--- START ---

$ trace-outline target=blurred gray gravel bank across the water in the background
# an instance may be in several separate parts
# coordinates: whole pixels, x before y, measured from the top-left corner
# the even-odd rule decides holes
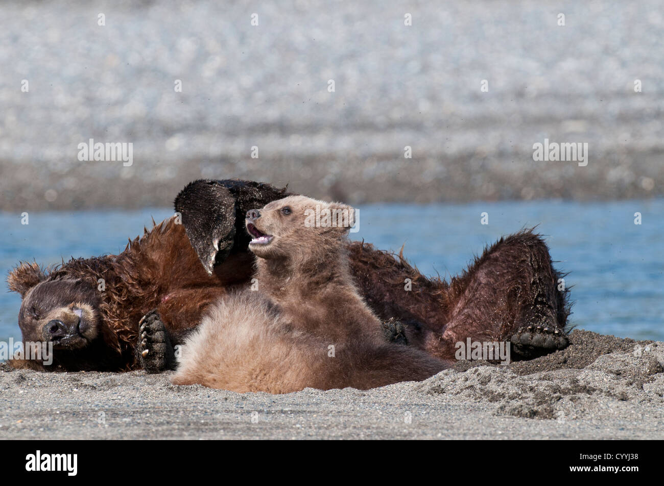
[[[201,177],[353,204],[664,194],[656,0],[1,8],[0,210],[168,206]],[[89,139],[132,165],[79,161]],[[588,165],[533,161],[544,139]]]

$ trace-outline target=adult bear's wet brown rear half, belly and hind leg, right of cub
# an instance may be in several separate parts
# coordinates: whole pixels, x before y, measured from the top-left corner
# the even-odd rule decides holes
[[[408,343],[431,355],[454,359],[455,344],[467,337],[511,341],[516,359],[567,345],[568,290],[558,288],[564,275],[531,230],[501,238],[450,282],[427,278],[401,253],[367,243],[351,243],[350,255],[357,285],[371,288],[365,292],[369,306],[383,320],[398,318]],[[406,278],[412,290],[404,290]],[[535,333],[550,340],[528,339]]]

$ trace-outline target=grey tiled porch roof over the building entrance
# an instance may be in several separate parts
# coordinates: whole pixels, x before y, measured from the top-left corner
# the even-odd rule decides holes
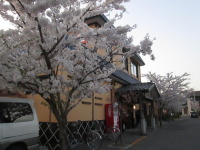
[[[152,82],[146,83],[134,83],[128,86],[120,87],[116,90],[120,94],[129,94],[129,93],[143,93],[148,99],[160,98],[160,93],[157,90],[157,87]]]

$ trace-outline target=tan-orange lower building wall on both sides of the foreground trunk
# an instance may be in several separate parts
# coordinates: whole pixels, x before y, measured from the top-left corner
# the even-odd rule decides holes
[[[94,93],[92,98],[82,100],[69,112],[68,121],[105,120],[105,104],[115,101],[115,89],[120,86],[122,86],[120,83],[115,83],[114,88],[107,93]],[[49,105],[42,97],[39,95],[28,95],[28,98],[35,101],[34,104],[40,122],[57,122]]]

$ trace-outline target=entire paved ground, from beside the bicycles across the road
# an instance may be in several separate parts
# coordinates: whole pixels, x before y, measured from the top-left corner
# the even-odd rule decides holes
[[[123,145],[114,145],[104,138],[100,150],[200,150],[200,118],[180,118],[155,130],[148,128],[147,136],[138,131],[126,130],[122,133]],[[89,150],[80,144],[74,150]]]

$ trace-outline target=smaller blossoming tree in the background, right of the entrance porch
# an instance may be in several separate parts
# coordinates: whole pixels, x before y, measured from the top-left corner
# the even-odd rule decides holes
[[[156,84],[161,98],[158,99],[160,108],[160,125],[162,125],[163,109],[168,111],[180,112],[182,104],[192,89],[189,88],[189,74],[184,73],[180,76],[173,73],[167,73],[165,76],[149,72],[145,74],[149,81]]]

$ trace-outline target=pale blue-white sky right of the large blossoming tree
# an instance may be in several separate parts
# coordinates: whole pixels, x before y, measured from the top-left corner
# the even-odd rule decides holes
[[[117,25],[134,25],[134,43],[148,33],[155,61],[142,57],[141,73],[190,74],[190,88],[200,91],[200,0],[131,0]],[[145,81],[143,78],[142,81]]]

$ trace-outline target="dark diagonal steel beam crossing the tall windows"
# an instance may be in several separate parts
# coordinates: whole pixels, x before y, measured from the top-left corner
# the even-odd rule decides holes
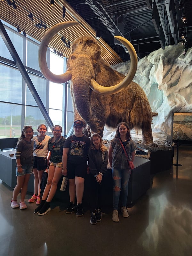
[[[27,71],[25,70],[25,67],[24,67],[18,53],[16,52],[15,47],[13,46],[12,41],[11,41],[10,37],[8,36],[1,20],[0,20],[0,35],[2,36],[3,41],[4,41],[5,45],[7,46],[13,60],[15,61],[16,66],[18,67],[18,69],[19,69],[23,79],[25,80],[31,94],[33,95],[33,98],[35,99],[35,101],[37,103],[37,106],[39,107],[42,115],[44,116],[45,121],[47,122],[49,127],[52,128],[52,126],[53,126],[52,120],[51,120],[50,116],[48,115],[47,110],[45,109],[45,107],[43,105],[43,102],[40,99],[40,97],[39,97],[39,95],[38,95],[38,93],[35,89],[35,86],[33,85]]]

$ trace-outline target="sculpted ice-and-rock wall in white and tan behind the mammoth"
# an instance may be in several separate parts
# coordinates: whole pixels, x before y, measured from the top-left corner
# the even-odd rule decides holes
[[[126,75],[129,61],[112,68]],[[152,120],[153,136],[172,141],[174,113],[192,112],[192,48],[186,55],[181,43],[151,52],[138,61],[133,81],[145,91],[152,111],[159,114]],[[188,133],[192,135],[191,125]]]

--- END ---
--- START ---

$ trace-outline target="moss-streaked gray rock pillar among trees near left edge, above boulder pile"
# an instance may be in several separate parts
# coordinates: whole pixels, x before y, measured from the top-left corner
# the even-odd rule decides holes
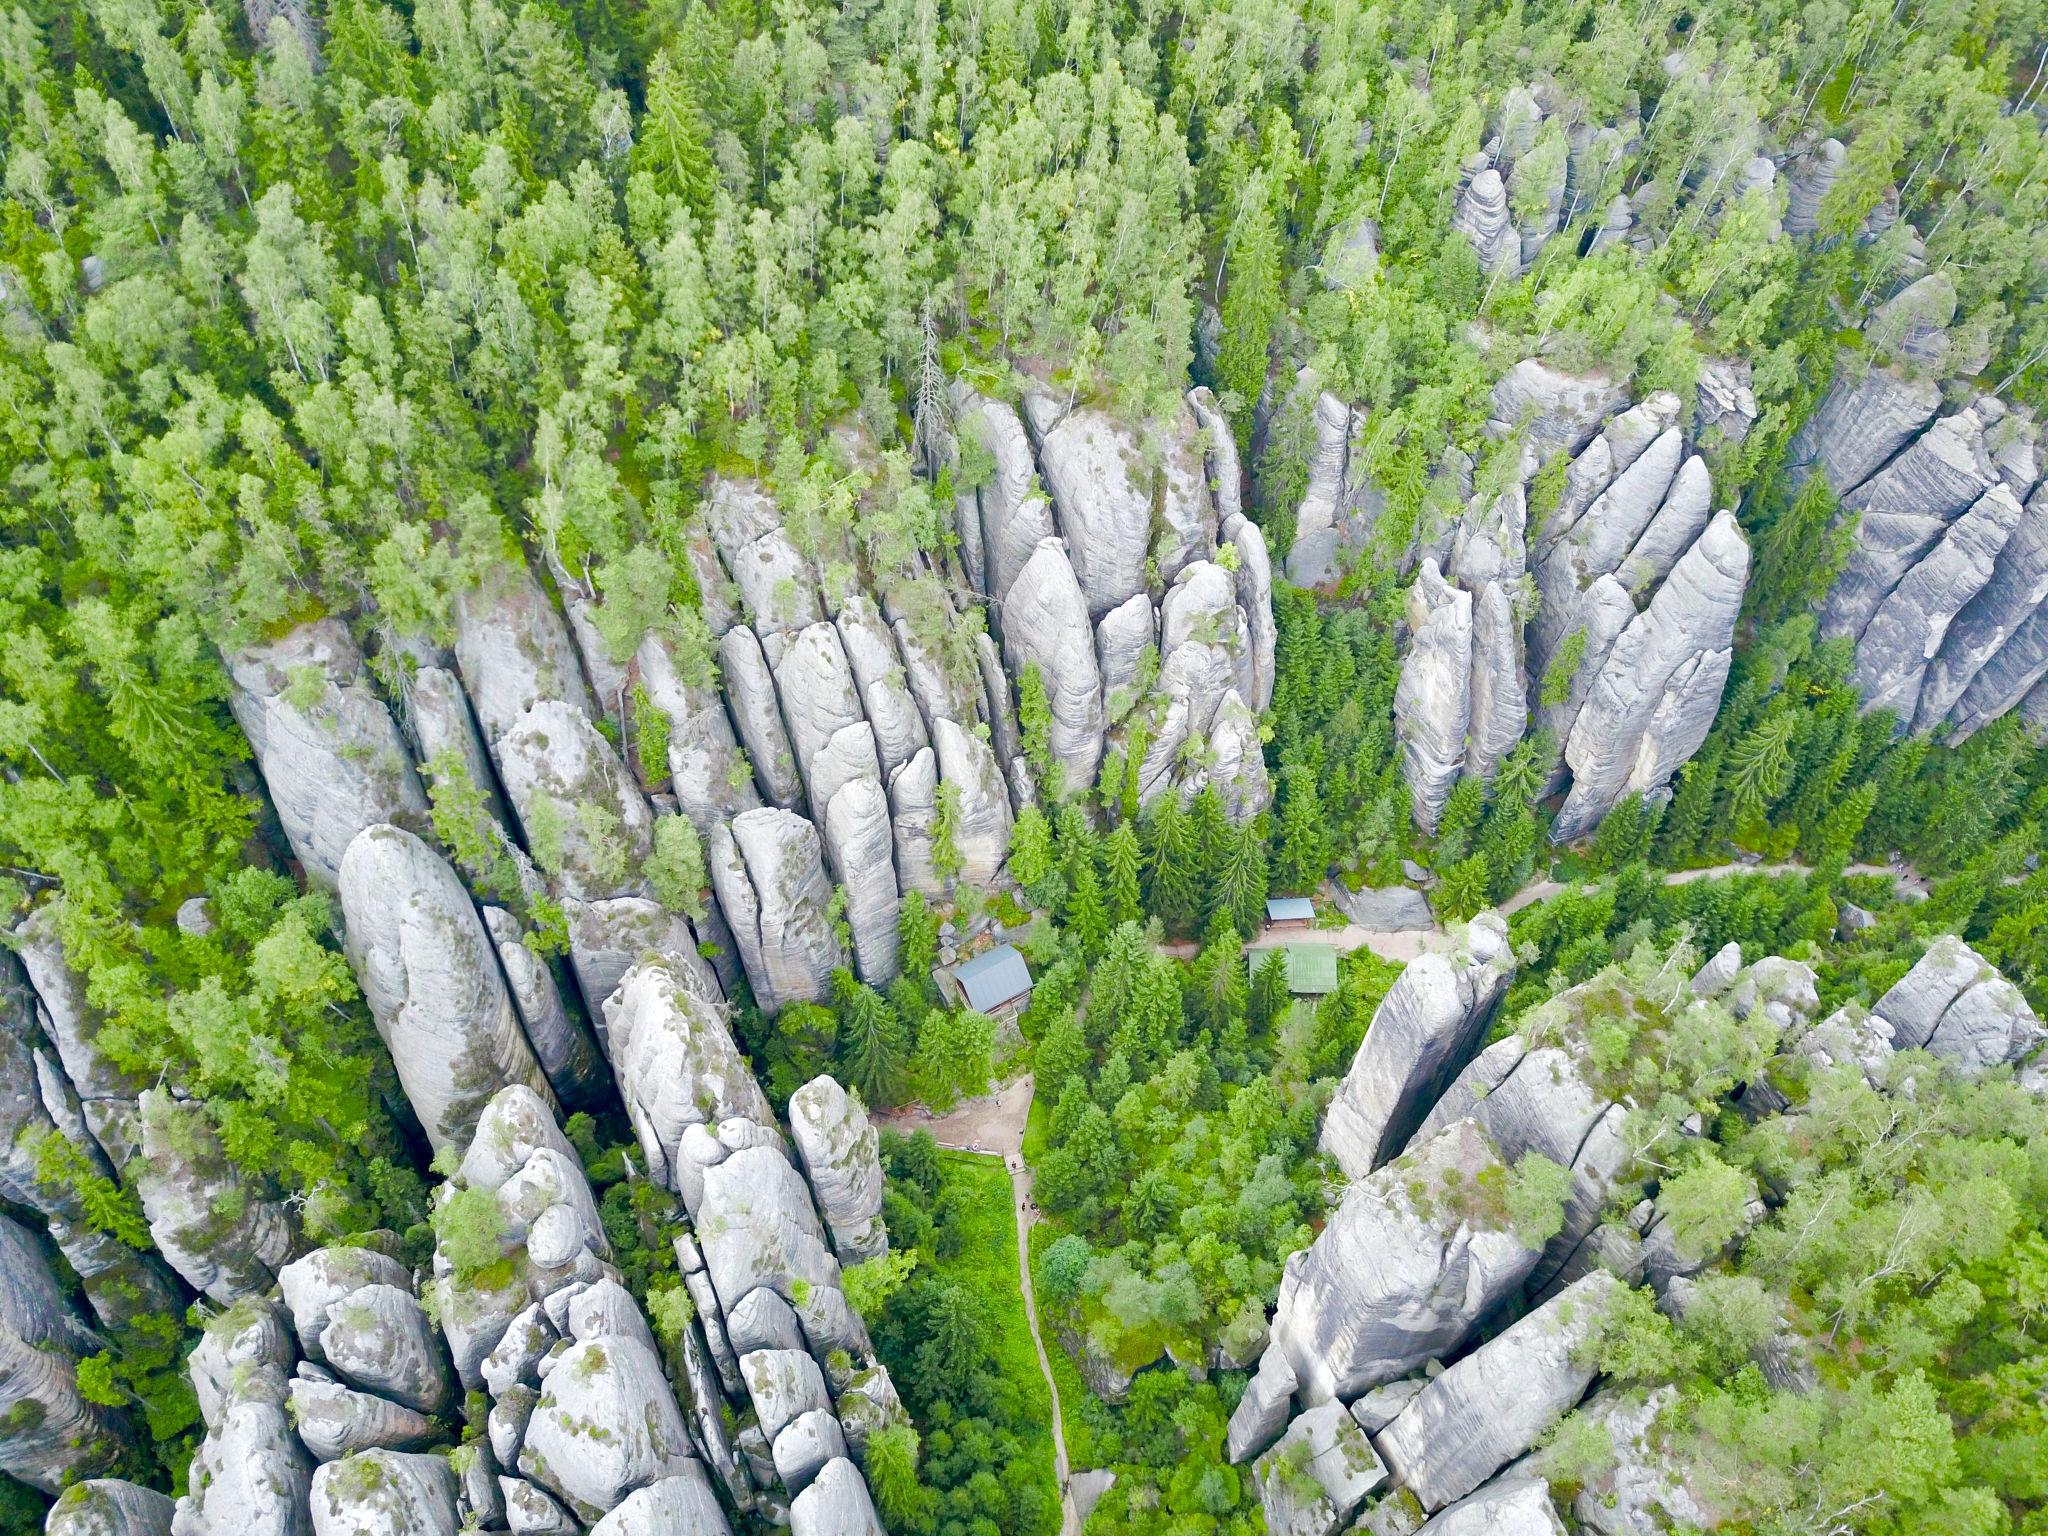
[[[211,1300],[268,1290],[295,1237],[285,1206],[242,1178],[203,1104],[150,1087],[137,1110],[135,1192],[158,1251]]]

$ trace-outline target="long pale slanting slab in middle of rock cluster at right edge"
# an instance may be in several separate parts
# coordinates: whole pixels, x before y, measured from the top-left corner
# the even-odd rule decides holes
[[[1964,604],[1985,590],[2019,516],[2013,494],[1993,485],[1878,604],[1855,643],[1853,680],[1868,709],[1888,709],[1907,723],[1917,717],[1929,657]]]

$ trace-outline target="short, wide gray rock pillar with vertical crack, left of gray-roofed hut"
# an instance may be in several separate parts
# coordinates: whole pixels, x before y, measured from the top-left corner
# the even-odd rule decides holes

--- END ---

What to work on >>
What lines of the material above contain "background"? Return each of them.

Problem solution >>
$ trace-outline target=blurred gray gravel bank across the water in the background
$ trace-outline target=smaller blossoming tree in the background, right of the entrance porch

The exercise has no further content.